### Material for the task

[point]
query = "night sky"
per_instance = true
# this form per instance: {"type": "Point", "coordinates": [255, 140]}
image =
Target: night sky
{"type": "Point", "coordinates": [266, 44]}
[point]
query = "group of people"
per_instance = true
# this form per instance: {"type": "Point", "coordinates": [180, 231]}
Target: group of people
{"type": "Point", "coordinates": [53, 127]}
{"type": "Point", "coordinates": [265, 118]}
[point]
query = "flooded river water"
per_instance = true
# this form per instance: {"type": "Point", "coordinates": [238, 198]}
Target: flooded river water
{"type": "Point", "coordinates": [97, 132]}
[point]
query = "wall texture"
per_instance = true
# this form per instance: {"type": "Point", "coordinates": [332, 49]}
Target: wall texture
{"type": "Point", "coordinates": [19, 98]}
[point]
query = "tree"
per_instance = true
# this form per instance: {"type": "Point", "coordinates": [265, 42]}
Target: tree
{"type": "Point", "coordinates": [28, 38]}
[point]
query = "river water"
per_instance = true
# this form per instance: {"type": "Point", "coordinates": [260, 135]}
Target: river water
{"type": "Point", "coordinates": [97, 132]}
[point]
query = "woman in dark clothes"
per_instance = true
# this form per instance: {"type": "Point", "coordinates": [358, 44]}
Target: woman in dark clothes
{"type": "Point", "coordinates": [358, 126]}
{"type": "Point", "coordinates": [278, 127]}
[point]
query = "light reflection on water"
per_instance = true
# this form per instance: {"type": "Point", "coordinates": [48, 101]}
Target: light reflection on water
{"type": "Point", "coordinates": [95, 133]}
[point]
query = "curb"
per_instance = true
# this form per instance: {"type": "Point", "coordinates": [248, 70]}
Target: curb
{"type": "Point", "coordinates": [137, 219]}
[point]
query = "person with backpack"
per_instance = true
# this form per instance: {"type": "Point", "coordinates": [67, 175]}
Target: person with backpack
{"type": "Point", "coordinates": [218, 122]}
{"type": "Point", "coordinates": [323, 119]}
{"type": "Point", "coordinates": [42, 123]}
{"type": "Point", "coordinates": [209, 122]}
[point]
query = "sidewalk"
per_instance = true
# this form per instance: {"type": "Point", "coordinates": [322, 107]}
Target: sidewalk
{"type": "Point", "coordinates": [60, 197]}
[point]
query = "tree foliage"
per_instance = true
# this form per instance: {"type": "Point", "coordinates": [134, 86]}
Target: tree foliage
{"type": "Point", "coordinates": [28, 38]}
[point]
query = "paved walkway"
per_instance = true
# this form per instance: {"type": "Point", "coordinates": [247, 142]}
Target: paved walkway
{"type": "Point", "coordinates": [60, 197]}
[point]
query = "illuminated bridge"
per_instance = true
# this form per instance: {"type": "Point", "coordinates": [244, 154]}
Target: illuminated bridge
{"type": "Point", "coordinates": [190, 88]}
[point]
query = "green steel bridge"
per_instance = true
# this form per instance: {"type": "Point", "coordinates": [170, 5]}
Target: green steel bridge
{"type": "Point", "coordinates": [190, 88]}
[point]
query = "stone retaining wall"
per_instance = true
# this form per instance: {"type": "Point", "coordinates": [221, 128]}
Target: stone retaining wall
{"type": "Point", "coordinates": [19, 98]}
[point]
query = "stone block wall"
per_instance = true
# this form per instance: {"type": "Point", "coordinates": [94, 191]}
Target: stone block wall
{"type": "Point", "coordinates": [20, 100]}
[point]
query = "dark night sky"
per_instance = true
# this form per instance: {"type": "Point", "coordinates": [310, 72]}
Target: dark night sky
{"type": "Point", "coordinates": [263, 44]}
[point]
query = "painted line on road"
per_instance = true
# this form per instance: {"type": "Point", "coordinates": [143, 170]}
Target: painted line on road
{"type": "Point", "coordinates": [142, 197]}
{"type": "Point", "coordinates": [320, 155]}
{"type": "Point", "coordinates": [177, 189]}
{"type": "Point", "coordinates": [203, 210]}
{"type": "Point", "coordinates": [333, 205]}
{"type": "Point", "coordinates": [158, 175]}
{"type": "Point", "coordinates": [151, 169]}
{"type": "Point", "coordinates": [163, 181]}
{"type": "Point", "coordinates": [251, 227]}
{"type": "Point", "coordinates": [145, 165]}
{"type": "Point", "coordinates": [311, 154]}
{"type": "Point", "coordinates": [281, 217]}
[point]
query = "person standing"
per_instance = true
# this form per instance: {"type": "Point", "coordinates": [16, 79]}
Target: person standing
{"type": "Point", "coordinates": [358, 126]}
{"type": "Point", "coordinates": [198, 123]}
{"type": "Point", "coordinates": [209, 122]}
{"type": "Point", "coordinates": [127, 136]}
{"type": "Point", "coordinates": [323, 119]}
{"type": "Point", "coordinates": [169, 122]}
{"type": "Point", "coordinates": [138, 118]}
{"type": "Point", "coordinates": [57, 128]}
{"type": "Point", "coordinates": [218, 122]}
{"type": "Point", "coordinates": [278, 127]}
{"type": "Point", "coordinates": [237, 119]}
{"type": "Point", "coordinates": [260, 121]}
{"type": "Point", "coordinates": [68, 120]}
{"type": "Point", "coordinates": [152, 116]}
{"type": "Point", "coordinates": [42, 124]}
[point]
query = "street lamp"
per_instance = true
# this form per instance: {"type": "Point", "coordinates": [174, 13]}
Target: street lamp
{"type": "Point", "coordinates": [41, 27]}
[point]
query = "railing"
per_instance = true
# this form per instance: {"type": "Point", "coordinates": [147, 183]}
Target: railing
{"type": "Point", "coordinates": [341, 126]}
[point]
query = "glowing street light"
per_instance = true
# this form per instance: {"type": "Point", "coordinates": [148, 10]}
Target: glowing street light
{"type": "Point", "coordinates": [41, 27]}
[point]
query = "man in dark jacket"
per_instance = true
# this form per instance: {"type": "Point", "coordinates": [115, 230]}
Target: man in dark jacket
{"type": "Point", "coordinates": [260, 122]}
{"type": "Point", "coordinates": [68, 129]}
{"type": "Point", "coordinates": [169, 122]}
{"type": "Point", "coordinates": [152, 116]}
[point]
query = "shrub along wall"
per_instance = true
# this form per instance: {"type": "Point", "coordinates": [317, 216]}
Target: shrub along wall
---
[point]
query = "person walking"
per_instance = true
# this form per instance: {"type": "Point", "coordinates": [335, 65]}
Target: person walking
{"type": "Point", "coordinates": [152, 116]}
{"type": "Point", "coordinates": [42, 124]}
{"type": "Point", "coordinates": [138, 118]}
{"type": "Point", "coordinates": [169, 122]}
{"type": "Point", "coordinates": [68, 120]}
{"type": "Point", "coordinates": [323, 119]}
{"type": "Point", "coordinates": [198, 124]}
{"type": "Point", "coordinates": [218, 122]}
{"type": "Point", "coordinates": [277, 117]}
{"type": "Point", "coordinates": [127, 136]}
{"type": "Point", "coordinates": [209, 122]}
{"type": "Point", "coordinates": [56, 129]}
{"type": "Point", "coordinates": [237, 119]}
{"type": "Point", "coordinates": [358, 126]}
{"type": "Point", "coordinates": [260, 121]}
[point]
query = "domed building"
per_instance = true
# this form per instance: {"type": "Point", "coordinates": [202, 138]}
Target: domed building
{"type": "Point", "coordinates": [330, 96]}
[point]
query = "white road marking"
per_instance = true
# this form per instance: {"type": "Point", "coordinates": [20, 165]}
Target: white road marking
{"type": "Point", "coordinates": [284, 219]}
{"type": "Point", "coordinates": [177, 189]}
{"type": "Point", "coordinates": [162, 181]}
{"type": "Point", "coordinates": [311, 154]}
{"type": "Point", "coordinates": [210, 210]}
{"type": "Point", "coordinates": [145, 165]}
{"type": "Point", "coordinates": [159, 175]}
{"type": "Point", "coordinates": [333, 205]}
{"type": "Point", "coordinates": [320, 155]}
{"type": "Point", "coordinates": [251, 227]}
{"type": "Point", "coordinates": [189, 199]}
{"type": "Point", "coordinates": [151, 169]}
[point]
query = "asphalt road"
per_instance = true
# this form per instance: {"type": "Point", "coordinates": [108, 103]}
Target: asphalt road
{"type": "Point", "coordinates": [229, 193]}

### What this task involves
Go through the entries and copy every line with "shrub".

### Output of the exercise
query = "shrub along wall"
Target: shrub along wall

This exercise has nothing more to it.